▸ Task goal
Give back every record exactly.
::: The records
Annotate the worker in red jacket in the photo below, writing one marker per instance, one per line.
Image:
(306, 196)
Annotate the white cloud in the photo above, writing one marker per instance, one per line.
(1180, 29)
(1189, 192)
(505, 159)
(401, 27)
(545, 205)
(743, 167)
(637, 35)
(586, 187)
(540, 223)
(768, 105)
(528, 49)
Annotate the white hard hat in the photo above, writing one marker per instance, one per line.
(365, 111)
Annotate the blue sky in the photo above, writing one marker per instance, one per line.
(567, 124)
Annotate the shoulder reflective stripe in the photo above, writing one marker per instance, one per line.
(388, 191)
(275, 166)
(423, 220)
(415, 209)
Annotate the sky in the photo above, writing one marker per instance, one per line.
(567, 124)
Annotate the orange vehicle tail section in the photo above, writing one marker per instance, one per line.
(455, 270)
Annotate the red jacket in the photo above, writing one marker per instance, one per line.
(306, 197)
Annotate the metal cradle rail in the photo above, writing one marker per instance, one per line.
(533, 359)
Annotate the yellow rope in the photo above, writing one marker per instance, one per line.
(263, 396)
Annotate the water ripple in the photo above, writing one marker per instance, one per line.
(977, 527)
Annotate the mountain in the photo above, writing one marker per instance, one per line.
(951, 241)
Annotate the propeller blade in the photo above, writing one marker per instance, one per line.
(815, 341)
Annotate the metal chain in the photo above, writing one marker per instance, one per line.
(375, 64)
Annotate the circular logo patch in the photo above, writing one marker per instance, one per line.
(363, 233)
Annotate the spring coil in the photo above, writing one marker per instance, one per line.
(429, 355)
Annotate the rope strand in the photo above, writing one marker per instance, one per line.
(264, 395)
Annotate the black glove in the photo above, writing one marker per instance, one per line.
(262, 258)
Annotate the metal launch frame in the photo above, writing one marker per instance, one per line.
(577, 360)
::::::
▸ Output of the exercise
Annotate the worker in red jacket in the photo below, writing one marker per instance, one per line.
Image:
(306, 196)
Annotate the white cloud in the photo above, writing one marker per instance, one per line.
(1180, 29)
(1189, 192)
(505, 159)
(401, 27)
(545, 205)
(743, 167)
(637, 35)
(586, 187)
(540, 223)
(768, 105)
(528, 49)
Annotate the white hard hat in the photo above, writing one marker per instance, one per line.
(365, 111)
Annotate the blue sky in the photo above, writing one marker per instance, one per line.
(567, 124)
Annotate the shoulder reflective stripe in the photo above, writing one marker per instance, one per line.
(388, 191)
(275, 166)
(423, 220)
(415, 209)
Annotate the sky in the photo above, writing one marker per instance, one per line.
(567, 124)
Annotate the orange vehicle tail section in the photo above, writing one marker per instance, one per line.
(455, 270)
Annotate the red jacket in the photo above, writing one marker per instance, one per line.
(306, 197)
Annotate the metal cradle rail in the photo above, writing one marker per instance, one per line.
(533, 359)
Annotate the yellow rope in the photo above, writing one marker per instance, one per line.
(263, 396)
Annotate the water ripple in the photo above, writing one marker per instance, one per line.
(977, 527)
Annotate the mountain in the photo above, writing one marker per instance, one per line.
(951, 241)
Annotate the propeller blade in the photo above, writing one marker per instance, one per line.
(815, 341)
Annotate the metal chain in the photo above, writing one marker per instance, one per line.
(375, 64)
Annotate the circular logo patch in the photo above, writing one marker per instance, one per line.
(363, 233)
Annotate the spring coil in the photo above, writing one marker per instance, one per line.
(429, 355)
Annotate the rope strand in the photo above, writing one marker per instance, one per line.
(264, 395)
Annotate the black glove in the photo above, writing one marker per instance, one per line.
(262, 258)
Annotate the metal launch frame in the photo above, writing one marker per instance, one per line.
(577, 360)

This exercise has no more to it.